━━ Teks Ekstraksi ━━
Sunday, September 8, 2019

Sudut Pandang Sebuah Novel


Gajah Perang, Kancil Terinjak
Apresiasi sastra novel Lintang Kemukus Dini Hari
Seminari Menengah Mertoyudan

Oleh : Paulus Eko Harsanto

Novel. Sebagai sebuah karya sastra, novel mempunyai satu ciri khas: sebuah dokumen sosial. Dengan demikian novel pun menjadi potret situasi zaman penulisnya. Lintang Kemukus Dini Hari membingkai potret prahara politik ’65.
Lintang Kemukus Dinihari mengisahkan Srintil yang terlibat dalam prahara politik itu. Di balik kisah itu, tersirat sebuah pepatah Jawa yang berbunyi, “Gajah perang karo gajah, kancil mati ing tengah.”[1] Siapakah gajah itu? Mengapa mereka berperang? Bagaimana bisa kancil mati di tengah?

Orde Baru
Prahara politik ’65 (Gestapu) sering disebut sebagai tonggak sejarah runtuhnya orde lama dan berdirinya orde baru. Peristiwa itu ternyata mendapat pengaruh dan campur tangan dari prahara yang jauh lebih besar: perang dingin. Soekarno dipandang sebagai tokoh yang harus ditumbangkan oleh karena kecondongannya pada blok timur, sebab Amerika tak mau Indonesia jatuh ke tangan komunis. Maka Amerika mendukung usaha penumpasan PKI oleh RPKAD di bawah komando Soeharto pasca G30S yang dipandang oleh Amerika sebagai sebuah kesempatan emas untuk menumbangkan pemerintahan Soekarno. Jutaan nyawa[2] tak berdosa terbunuh dalam peristiwa itu.
━━━
━━ Bahan untuk Diolah ━━
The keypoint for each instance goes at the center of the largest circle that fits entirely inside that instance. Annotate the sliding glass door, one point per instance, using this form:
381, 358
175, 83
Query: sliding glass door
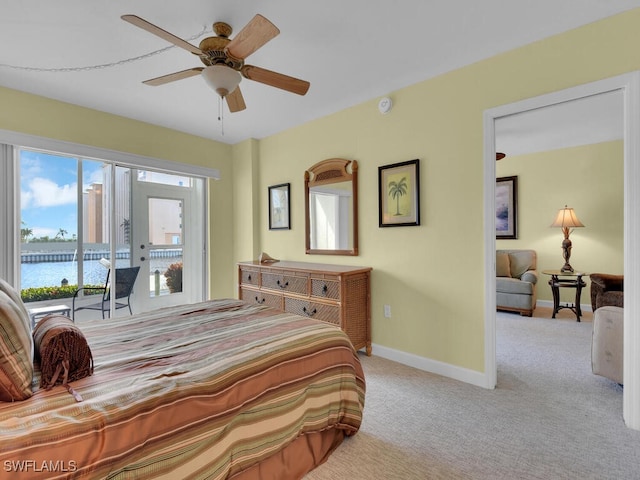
80, 217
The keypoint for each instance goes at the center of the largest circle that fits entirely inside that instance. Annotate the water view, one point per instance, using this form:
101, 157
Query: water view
50, 274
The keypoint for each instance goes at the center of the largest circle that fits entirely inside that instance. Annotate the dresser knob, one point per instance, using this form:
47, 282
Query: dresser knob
309, 313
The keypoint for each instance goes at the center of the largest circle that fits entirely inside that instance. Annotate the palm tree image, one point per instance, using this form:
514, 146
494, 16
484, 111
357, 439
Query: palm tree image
397, 190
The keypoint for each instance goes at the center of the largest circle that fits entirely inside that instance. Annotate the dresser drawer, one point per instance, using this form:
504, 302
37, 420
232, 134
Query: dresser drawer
315, 310
325, 288
285, 283
262, 298
249, 276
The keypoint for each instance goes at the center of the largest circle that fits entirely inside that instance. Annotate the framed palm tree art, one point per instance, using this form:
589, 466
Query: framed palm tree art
399, 194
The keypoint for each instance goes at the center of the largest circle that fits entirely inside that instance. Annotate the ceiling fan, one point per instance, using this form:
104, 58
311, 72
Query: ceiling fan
224, 59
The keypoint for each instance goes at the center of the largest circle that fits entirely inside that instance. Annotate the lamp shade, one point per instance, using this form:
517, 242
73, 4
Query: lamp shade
566, 218
221, 78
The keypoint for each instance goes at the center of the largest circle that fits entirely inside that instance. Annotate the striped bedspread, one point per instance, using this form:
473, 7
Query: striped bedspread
211, 390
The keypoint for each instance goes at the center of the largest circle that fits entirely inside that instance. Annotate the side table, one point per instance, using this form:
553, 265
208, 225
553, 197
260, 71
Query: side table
560, 279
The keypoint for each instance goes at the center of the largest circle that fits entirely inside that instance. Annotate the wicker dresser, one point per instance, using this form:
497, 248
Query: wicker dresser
333, 293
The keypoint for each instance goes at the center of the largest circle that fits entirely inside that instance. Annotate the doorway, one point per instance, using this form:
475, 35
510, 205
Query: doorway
629, 85
167, 239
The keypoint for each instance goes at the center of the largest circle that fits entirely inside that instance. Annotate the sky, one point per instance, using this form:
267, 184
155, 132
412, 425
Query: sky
49, 191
━━━
Latihan Tertulis A =
Salin tanpa diubah sedikit pun bagian teks tentang novel Lintang Kemukus Dini Hari, mulai dari "Oleh : Paulus" sampai "mati di tengah?".
Latihan Tertulis B =
Dalam daftar, ambil baris-baris mulai dari baris yang memuat "Annotate the side" sampai baris terakhir daftar, lalu tulis ulang hanya baris-baris itu dengan "largest" diganti "biggest" dan bagian lainnya dibiarkan sama.
Teks dan daftar ini tidak ada hubungannya satu sama lain.

Hasil Lengkap A =
Oleh : Paulus Eko Harsanto

Novel. Sebagai sebuah karya sastra, novel mempunyai satu ciri khas: sebuah dokumen sosial. Dengan demikian novel pun menjadi potret situasi zaman penulisnya. Lintang Kemukus Dini Hari membingkai potret prahara politik ’65.
Lintang Kemukus Dinihari mengisahkan Srintil yang terlibat dalam prahara politik itu. Di balik kisah itu, tersirat sebuah pepatah Jawa yang berbunyi, “Gajah perang karo gajah, kancil mati ing tengah.”[1] Siapakah gajah itu? Mengapa mereka berperang? Bagaimana bisa kancil mati di tengah?

Hasil Lengkap B =
The keypoint for each instance goes at the center of the biggest circle that fits entirely inside that instance. Annotate the side table, one point per instance, using this form:
553, 265
208, 225
553, 197
260, 71
Query: side table
560, 279
The keypoint for each instance goes at the center of the biggest circle that fits entirely inside that instance. Annotate the wicker dresser, one point per instance, using this form:
497, 248
Query: wicker dresser
333, 293
The keypoint for each instance goes at the center of the biggest circle that fits entirely inside that instance. Annotate the doorway, one point per instance, using this form:
475, 35
510, 205
Query: doorway
629, 85
167, 239
The keypoint for each instance goes at the center of the biggest circle that fits entirely inside that instance. Annotate the sky, one point per instance, using this form:
267, 184
155, 132
412, 425
Query: sky
49, 191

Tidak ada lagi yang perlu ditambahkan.